[MATERIALS PROVIDED]
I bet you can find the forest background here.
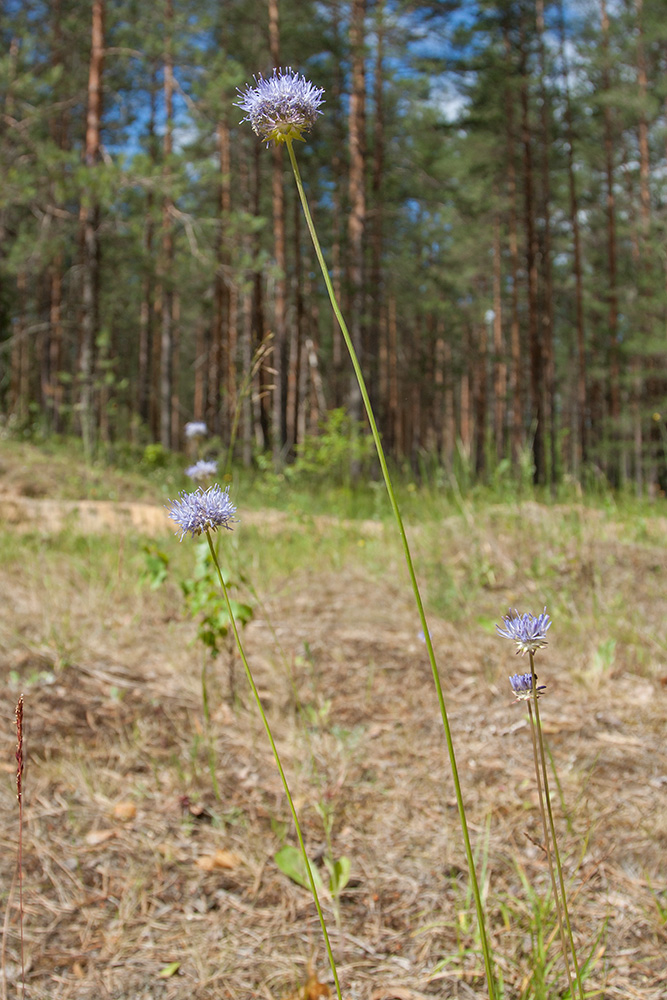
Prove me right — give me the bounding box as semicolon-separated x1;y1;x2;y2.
1;0;667;492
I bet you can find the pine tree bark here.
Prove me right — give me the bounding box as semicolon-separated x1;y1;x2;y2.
347;0;366;433
46;0;66;431
492;202;506;462
536;0;556;485
503;28;523;472
473;291;487;481
558;0;587;471
519;30;545;484
79;0;104;456
269;0;287;463
387;291;400;455
160;0;175;450
193;316;206;422
9;270;28;422
138;67;158;431
209;116;231;437
633;0;651;493
369;0;385;416
327;3;345;406
600;0;620;483
48;262;64;430
443;338;455;473
286;192;304;453
252;142;269;450
171;292;181;448
0;37;20;406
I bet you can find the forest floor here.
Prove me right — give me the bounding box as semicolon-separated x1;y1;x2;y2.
1;442;666;1000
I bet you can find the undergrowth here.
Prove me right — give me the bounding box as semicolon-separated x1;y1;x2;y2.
1;440;667;998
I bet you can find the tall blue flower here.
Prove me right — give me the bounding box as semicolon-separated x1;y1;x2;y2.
496;608;551;656
236;68;324;145
167;485;236;540
184;421;208;440
185;459;218;483
509;672;546;702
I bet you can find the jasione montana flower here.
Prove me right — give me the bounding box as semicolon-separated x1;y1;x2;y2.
185;459;218;483
166;484;236;540
496;608;551;656
236;67;324;144
184;421;208;439
509;672;546;702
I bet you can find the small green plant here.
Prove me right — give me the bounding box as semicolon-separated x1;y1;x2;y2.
167;483;342;1000
142;442;168;468
274;819;351;932
181;539;254;701
287;408;375;486
315;798;352;928
499;864;561;1000
140;543;169;589
498;609;585;1000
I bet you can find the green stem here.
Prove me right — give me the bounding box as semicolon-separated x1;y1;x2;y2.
205;530;343;1000
527;699;574;998
530;652;584;1000
286;137;496;999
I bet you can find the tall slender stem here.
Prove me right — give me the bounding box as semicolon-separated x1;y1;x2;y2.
529;652;584;1000
15;695;25;1000
527;699;573;997
205;530;343;1000
286;137;496;998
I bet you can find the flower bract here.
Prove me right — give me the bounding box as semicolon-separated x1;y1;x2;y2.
236;67;324;145
167;484;236;540
184;421;208;439
496;608;551;656
185;459;218;483
509;672;546;701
[/MATERIALS PROVIDED]
Of all the entries above, repeat only the lines from the line that has "I bet you can find the pine tree bark here." to the line that has "I bet you can find the forest floor here.", both lines included, exactly.

§ ANSWER TO THIS TASK
I bet you can find the pine tree bark here.
Prove me right — give me the bounding box as semicolon-separated x1;y1;x2;y2.
347;0;366;433
46;0;66;431
492;202;506;462
536;0;556;485
503;28;523;472
473;291;487;481
558;0;587;471
519;30;545;484
79;0;104;456
269;0;287;463
387;291;400;455
160;0;175;450
193;316;206;422
9;270;28;422
138;67;158;431
209;116;231;437
633;0;651;493
369;0;385;416
327;3;345;406
600;0;620;483
48;262;64;430
443;338;455;473
286;192;304;453
252;142;269;450
171;292;181;448
0;37;20;406
I bet you can find the forest floor here.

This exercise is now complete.